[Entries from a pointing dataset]
··········
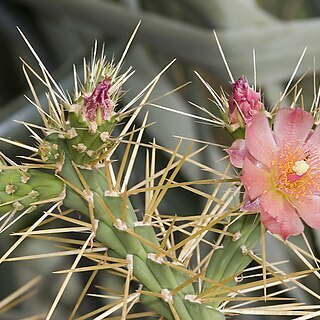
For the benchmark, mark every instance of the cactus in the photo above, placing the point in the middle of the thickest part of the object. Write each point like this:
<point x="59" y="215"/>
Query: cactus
<point x="73" y="166"/>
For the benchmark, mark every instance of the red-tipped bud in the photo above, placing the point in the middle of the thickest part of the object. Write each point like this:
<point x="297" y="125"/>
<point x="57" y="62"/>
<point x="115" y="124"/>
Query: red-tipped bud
<point x="244" y="102"/>
<point x="99" y="102"/>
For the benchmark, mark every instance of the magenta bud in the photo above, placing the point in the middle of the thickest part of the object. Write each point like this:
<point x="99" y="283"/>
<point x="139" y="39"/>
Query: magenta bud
<point x="243" y="102"/>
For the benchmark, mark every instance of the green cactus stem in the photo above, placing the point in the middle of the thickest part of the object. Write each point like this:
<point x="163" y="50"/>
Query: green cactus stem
<point x="124" y="235"/>
<point x="231" y="258"/>
<point x="20" y="189"/>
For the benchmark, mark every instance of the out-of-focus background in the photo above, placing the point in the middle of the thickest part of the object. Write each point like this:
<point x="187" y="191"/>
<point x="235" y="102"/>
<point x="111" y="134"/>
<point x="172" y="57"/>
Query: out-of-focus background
<point x="63" y="31"/>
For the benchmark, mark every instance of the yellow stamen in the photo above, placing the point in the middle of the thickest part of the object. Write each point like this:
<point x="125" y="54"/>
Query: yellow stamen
<point x="300" y="167"/>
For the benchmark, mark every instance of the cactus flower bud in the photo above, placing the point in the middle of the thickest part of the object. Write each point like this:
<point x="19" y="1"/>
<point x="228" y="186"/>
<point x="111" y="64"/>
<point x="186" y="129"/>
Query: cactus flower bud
<point x="244" y="102"/>
<point x="99" y="102"/>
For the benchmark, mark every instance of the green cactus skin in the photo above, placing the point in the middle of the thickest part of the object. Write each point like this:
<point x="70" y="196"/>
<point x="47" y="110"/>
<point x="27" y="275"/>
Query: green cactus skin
<point x="20" y="189"/>
<point x="152" y="275"/>
<point x="230" y="259"/>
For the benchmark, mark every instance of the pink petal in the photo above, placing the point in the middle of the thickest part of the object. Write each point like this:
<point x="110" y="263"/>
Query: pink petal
<point x="279" y="216"/>
<point x="292" y="125"/>
<point x="309" y="211"/>
<point x="256" y="180"/>
<point x="237" y="152"/>
<point x="259" y="139"/>
<point x="250" y="206"/>
<point x="315" y="137"/>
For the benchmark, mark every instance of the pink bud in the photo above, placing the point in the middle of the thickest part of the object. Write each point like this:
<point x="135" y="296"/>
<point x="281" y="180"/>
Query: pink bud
<point x="100" y="98"/>
<point x="243" y="101"/>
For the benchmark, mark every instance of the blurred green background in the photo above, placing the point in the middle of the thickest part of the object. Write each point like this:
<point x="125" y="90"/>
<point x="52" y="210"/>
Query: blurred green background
<point x="63" y="31"/>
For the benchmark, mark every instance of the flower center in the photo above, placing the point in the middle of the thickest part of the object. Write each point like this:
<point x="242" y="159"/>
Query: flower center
<point x="296" y="171"/>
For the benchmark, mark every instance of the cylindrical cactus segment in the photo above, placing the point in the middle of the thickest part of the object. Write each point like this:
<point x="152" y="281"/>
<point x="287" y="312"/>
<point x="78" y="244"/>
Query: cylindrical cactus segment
<point x="232" y="257"/>
<point x="124" y="235"/>
<point x="20" y="189"/>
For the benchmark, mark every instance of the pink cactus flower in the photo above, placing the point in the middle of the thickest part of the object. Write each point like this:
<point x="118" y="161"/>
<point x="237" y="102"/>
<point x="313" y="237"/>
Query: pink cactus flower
<point x="244" y="102"/>
<point x="100" y="98"/>
<point x="281" y="170"/>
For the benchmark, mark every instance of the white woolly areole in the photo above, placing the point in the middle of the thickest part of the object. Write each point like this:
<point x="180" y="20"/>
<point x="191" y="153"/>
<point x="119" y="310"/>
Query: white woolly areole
<point x="153" y="257"/>
<point x="236" y="236"/>
<point x="24" y="178"/>
<point x="88" y="195"/>
<point x="192" y="298"/>
<point x="166" y="295"/>
<point x="17" y="205"/>
<point x="129" y="259"/>
<point x="141" y="224"/>
<point x="120" y="225"/>
<point x="71" y="133"/>
<point x="104" y="136"/>
<point x="245" y="250"/>
<point x="10" y="189"/>
<point x="111" y="193"/>
<point x="80" y="147"/>
<point x="33" y="194"/>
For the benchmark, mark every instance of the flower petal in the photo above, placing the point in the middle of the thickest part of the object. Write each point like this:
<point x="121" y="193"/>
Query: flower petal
<point x="259" y="139"/>
<point x="256" y="180"/>
<point x="309" y="211"/>
<point x="249" y="205"/>
<point x="314" y="139"/>
<point x="279" y="216"/>
<point x="237" y="152"/>
<point x="292" y="125"/>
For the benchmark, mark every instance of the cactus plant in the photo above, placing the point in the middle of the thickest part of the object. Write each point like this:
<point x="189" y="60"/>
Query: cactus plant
<point x="74" y="167"/>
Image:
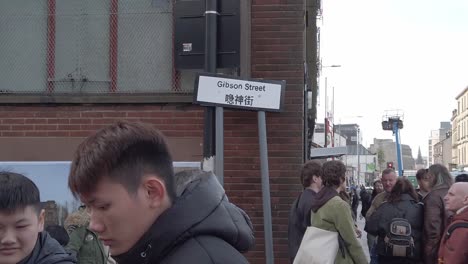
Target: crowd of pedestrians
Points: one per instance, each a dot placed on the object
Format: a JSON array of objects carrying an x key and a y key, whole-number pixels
[
  {"x": 404, "y": 225},
  {"x": 135, "y": 209}
]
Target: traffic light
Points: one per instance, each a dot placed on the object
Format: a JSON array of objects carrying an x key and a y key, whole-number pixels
[{"x": 390, "y": 165}]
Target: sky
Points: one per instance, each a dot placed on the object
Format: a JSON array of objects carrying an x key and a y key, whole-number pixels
[{"x": 410, "y": 55}]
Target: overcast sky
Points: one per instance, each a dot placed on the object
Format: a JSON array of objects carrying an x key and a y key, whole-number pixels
[{"x": 394, "y": 54}]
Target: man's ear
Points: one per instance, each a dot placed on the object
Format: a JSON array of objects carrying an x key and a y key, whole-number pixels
[
  {"x": 41, "y": 220},
  {"x": 155, "y": 190},
  {"x": 465, "y": 200}
]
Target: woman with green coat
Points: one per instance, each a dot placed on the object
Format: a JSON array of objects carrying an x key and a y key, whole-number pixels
[{"x": 331, "y": 213}]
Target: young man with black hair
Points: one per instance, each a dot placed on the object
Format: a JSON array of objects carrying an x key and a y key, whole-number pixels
[
  {"x": 300, "y": 212},
  {"x": 125, "y": 177},
  {"x": 22, "y": 239}
]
··········
PROBLEM TO WORK ON: From the line that contains "Target: sky" down to the last line of the listing above, repeat each line exactly, and include nothing else.

OUTPUT OF THE TASK:
Target: sky
Points: one per instance, each a dot placed on the object
Format: a JSON array of objects carrying an x key and a y key, whole-number pixels
[{"x": 410, "y": 55}]
Target: overcast sky
Points: one per instance, each a dot placed on the object
Format: a JSON array of objects carrying an x key and a y key, whole-number pixels
[{"x": 394, "y": 54}]
Target: man's ear
Points: one per instance, each a dot placed on the object
Format: a JSON array of objects carrying an x key and a y key, whole-number pixels
[
  {"x": 41, "y": 220},
  {"x": 155, "y": 190},
  {"x": 465, "y": 200}
]
Target: woman with green coat
Points: one per instance, each a dot placed on the object
Format: a JSON array of objects carrying an x key and a y key, whole-number pixels
[{"x": 331, "y": 213}]
Target: young man with black hair
Points: one per instance, each a dot placed on the object
Format: a JSON array of objects carrying an x key and a y key, whole-number pixels
[
  {"x": 300, "y": 212},
  {"x": 125, "y": 177},
  {"x": 22, "y": 239}
]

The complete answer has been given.